Explore the material
1. List every current event that the gold price article below names as affecting the gold price today.
2. Pick up the gold price article below after its final sentence and continue it in the same style.

Exercise text
○ ○ ○

Late on Tuesday morning, August gold futures broke through $1,800 per ounce of gold. The gold price attained this level around 11:30 AM, but it lightly bounced around the $1,800 price level throughout the day. This level is a significant high for gold futures. The last time gold futures achieved this level was in September of 2011, making this breakout an 8.5 year high for the price of gold futures. The gold spot price was also not too far behind, trading in the $1,790s on the day.
Gold Price Today
The next high for gold futures is $1,920.70 per ounce. The 2011 all-time gold price high resulted from fears of a global recession that hinged on the European Union’s sovereign debt crisis. Currently, in 2020, the gold market is considered bullish from the trifecta of the global, financial, and health crisis. The gold price’s next objective is to reach and surpass the all-time September 2011 high. Spot gold price today was up to a high of $1796 per ounce, following quickly behind gold futures.
Additionally, gold equities do not yet reflect the current gold futures market. They will eventually, so if you are an investor, it is always better to plan on buying sooner rather than later. Investors have plenty of concerns about the future of the global economy at this moment. Therefore, the gold price today mirrors and responds to gold futures. The gold price today also responds to gold futures, and today it is slowly climbing to $1,800. Instead of gold being used as a safe-haven asset, it appears the reinvigorated demand is to hedge against inflation.
Current Events and the Impact on Gold
Gold is not a market that trades quietly against current events. More often than not, the gold price reacts to political and socioeconomic news. 2020 is not an uneventful year, and just as the pandemic rears its ugly head once again in the US, investors respond accordingly. Some of the current events that impact the gold price today are the flatlined interest rates, COVID-19 resurgence, inflation, and the US elections.
Real interest rates are currently at 0 for the foreseeable future. This makes gold far more appealing to investors than bonds. To clarify, government bonds support government spending. Seeing as governments internationally are massively building up debt and printing money, inflation becomes a high risk that almost seems inevitable. And, since gold carries its own value as a precious commodity, the gold price can move inversely with the dollar. This relationship makes it far less likely for gold to drop in value at this time. Therefore, it could be a good idea to keep an eye on inflation, weakening interest rates, and keep up to date with the gold price today.

○ ○ ○

Natural-language descriptions of regions
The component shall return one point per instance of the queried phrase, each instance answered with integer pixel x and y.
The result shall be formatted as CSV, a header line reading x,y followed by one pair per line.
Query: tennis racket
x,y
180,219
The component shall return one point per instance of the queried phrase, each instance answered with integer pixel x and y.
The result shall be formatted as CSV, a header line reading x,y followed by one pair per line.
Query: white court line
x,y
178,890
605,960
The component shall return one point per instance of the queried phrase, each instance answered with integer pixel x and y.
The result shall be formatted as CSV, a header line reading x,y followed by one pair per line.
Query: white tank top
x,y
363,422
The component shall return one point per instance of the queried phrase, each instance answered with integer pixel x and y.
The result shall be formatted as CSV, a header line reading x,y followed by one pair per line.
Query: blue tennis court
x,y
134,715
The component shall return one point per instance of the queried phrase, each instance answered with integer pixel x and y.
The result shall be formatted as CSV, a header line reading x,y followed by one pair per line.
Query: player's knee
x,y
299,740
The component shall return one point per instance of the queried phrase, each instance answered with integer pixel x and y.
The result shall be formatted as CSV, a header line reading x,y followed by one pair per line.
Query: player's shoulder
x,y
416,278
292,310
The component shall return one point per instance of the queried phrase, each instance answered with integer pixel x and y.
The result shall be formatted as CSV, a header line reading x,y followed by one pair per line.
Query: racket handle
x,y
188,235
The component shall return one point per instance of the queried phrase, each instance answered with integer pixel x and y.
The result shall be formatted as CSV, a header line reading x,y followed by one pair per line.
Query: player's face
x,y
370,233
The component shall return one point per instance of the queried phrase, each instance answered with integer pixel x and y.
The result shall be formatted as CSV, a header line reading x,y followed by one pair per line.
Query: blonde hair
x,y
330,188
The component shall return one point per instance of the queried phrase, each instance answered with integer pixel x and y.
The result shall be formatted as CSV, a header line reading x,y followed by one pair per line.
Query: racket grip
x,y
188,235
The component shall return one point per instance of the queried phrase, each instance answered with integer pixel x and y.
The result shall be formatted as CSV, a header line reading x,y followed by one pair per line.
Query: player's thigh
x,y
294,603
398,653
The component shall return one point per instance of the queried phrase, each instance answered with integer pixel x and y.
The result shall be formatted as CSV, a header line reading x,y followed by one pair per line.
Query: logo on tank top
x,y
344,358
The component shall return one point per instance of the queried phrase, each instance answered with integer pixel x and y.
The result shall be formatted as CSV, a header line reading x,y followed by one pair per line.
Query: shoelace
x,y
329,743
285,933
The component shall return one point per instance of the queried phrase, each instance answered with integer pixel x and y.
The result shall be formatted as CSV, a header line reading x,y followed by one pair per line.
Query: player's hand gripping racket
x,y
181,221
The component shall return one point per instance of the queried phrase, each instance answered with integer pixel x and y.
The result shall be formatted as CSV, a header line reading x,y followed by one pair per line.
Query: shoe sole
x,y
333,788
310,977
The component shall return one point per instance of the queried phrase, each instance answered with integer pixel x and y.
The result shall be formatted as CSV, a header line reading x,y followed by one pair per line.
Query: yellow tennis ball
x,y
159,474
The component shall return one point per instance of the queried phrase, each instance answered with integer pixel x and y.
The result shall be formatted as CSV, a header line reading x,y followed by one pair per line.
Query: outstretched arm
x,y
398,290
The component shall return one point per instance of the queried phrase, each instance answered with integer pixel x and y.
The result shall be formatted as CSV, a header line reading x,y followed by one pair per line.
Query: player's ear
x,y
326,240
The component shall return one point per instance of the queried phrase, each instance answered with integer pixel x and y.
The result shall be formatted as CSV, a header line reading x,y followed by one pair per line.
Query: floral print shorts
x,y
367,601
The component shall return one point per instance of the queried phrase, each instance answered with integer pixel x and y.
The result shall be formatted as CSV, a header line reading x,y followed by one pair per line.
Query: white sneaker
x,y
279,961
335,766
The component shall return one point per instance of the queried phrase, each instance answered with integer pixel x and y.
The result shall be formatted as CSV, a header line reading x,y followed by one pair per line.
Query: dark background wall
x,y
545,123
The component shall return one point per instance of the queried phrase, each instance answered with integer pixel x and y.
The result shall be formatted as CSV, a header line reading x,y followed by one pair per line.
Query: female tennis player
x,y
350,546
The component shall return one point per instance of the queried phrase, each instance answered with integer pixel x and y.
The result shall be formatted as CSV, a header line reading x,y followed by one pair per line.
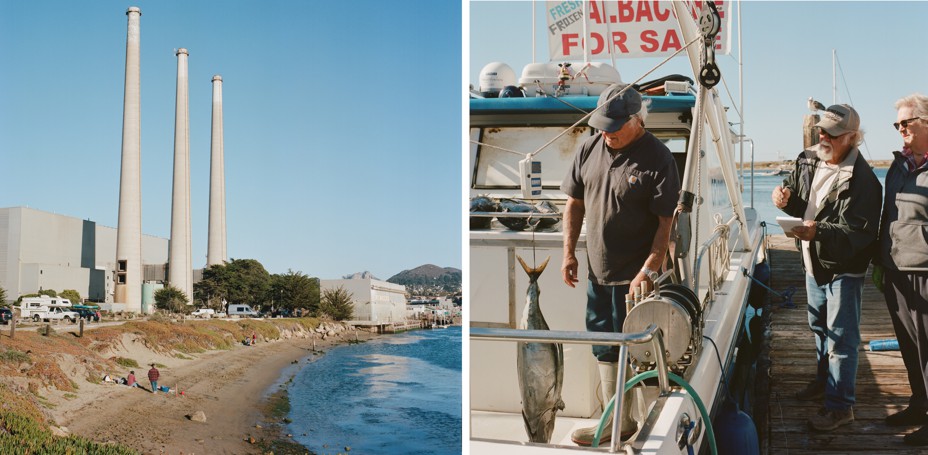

○ ○ ○

Response list
1. Flatlined interest rates, the COVID-19 resurgence, inflation, and the US elections.

2.
Next on the radar as November approaches the horizon is the US election. As November draws nearer, investors begin to speculate about the future of the economy. Right now, Allegiance Gold’s CEO, Alex Ebkarian, predicts that gold will fall between $1800-$2000 before the outcome of the US election. If Biden wins the race and makes it into office, Allegiance Gold also forecasts the price of gold will top $2,000 because of uncertainties of a President Biden economy. Even further, Allegiance Gold also foresees gold reaching the staggering $3,000 per ounce price over the next 24 months.
Gold, COVID-19, and the US Dollar
Additionally, the stock market usually moves inverse to gold. Because COVID-19 is resurging in midwestern and southern US states, businesses are reimposing closures in accordance with government regulations. Fears for the economic shutdown, rising unemployment, and rising inflation all lead the stock market to drop and gold to rise.
However, at certain points this year the inverse relationship between gold and the dollar did not appear on par with history. In the beginning of quarantine, gold and the dollar were up. This was before the Fed committed to printing currency and flooding the economy with fiat. Gold was massively liquidated, but also gold’s demand remained high as mints, refineries, and mines shut down temporarily. Since then, most mints, refineries, and mines have reopened.
It is interesting to note that some professionals claim at this time that gold’s success thus far is not attributable to COVID-19. Allegiance Gold maintains that the success of gold “is not attributed to the pandemic. COVID-19 simply exasperated the underlying weaknesses as evident by the negative real interest rates and further weakening of the dollar.” Peter Spina of Goldseek.com also backed this up and stated that gold’s success is on the predicted trajectory that was established before the pandemic. It seems that what is backing up the gold price today is inflation fears, rising unemployment, and impending worries about the recession turning into a depression.
Silver and Platinum Today
As for other precious metals, it is worth noting that silver is also looking somewhat bullish at this time. It is even possible that silver could outperform gold in the near future. The next objective for silver is September silver futures closing above $18.20. Kitco projects that this will also take silver to $20. Because of the gold-to-silver ratio, silver will usually move in direct relation to gold. Therefore, the gold price today outbreak will also affect the silver price.
As for platinum, the confidence in this precious metal remains low. Predictions suggest that platinum will continue to break down during this crisis, despite soaring to over $2,000 in 2008. Back in 2008, the platinum price peaked in March driven by production concerns in South Africa. The platinum price settled soon after by November to approximately $774 per troy ounce and has traded mostly lower than gold since 2018.